Weird Al Yankovic, who brought his song parodies to the Beacon Theater on Sunday night, belongs to an era when no form of entertainment stands alone. In a merrily recursive tangle, songs become videos shown on television to promote movies gaining attention for albums connected to tours and T-shirt sales.

Mr. Yankovic isn't the biggest, the most ingenious or the wildest purveyor of cross-marketing efforts, but he may well be the most persistent. In a career fertilized by MTV, he has been lightly mocking entertainment products for two decades.

Like Mad magazine he has no particular animus; he's after silliness, not pointed satire. He latches onto a pop hit, copies the costumes from the video and comes up with an alternate set of lyrics.

Onstage he and his band changed costumes for nearly every song. He was a writhing Trent Reznor worried about ''Germs,'' a mumbling Kurt Cobain and a mock Elvis handing scarves to fans as he performed a suffering love song: ''I'd rather rip out my intestines with a fork,'' he sang, holding up a fork, ''than watch you go out with other men.''

Parodies take time, and Mr. Yankovic has a problem staying current amid pop's ever-shrinking careers. Pop circa 1999 begs for lampoons of Ricky Martin and Limp Bizkit, but Mr. Yankovic was still singing about Eddie Vedder.

Mr. Yankovic's recurring jokes are the polka and food. Michael Jackson's ''Bad'' became ''Fat,'' Alanis Morissette's ''Thank U'' had its lyrics replaced by fast-food jingles. He's better when he warps a song's context: turning Coolio's ''Gangsta Paradise'' into ''Amish Paradise'' or remaking Madonna's ''Like a Virgin'' as ''Like a Surgeon.'' In the best song on Mr. Yankovic's 1999 album ''Running with Scissors'' (Volcano), Puff Daddy's ''It's All About the Benjamins'' becomes ''It's All About the Pentiums,'' exchanging hip-hop boasts for geek pride: ''While your computer's crashin', mine's multitaskin'.''

He and his fans seemed happiest when he did his own media tie-ins, using a pop tune to sing about a movie or television show. He recast Barenaked Ladies' ''One Week'' as a tribute to Jerry Springer and had two ''Star Wars'' summaries: ''Yoda,'' set to the Kinks' ''Lola,'' and ''The Saga Begins,'' retelling ''The Phantom Menace'' to Don McLean's ''American Pie.'' Among the video clips between songs were mentions of Mr. Yankovic from David Letterman and ''The Flintstones,'' the proof, finally, that he's a media figure in his own right.

Activities.
A - For each statement, say yes or no to whether the concert review supports it, and quote the words that decide it. (i) Yankovic aims for pointed satire. (ii) Yankovic and his band changed costumes for nearly every song. (iii) Yankovic had been mocking entertainment products for three decades.
B - In the concert review, which song does Yankovic turn into "It's All About the Pentiums"?
The lines that come next are not needed for any of the work here.

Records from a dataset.
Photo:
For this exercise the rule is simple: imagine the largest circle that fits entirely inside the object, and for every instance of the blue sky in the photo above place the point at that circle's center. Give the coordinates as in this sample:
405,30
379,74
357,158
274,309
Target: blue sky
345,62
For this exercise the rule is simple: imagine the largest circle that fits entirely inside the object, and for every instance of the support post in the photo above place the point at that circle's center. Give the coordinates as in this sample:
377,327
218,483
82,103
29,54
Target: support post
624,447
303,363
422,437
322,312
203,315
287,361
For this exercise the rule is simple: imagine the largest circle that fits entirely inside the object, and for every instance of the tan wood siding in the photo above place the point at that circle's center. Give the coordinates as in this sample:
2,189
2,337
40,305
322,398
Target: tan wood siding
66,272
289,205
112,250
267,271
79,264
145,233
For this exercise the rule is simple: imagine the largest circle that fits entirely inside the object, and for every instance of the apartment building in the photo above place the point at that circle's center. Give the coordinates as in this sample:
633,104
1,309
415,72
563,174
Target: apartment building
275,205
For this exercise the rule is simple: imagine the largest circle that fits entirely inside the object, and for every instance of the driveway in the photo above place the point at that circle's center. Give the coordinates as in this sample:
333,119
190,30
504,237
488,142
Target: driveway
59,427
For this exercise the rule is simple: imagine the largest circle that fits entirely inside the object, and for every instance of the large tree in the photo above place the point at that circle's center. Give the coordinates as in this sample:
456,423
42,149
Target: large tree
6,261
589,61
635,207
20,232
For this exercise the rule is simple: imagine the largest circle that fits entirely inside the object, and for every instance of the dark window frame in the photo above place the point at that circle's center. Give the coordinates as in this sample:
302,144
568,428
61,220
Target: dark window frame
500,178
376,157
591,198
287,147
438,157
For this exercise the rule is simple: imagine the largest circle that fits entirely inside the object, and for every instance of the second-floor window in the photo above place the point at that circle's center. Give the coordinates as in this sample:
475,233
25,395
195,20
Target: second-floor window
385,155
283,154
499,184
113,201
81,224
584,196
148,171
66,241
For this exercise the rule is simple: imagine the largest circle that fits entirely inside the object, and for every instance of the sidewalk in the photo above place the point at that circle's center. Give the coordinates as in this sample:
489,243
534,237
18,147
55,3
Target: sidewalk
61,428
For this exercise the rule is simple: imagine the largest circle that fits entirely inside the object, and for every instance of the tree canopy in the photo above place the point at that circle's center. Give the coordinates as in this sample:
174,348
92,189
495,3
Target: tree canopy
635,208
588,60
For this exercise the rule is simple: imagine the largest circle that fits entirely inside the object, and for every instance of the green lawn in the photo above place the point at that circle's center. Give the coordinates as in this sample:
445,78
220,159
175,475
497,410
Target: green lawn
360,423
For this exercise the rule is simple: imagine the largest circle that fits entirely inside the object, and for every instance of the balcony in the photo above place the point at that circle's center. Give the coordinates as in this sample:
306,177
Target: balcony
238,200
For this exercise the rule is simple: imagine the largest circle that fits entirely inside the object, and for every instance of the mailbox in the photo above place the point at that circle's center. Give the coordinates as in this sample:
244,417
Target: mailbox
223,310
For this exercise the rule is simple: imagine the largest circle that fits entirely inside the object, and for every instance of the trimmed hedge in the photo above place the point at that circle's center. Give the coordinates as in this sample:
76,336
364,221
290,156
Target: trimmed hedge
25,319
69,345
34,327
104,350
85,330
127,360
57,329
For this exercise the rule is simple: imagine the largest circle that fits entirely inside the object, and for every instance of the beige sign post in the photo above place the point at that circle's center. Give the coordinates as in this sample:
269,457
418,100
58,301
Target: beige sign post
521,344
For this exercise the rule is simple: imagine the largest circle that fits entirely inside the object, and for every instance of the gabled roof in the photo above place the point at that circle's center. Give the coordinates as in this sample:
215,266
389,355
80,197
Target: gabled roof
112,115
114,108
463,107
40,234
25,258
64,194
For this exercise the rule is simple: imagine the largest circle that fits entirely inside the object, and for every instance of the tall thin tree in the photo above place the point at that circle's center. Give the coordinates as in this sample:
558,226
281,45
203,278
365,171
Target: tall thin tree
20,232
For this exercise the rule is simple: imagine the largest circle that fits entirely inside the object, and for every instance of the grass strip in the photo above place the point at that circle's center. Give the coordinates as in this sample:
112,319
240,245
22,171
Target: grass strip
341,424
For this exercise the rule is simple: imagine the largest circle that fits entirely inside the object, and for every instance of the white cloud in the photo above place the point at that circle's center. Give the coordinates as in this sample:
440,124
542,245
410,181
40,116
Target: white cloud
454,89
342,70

Solutions for each task.
A -
(i) No: "he's after silliness, not pointed satire."
(ii) Yes: "Onstage he and his band changed costumes for nearly every song."
(iii) No: "he has been lightly mocking entertainment products for two decades."

B - Puff Daddy's "It's All About the Benjamins."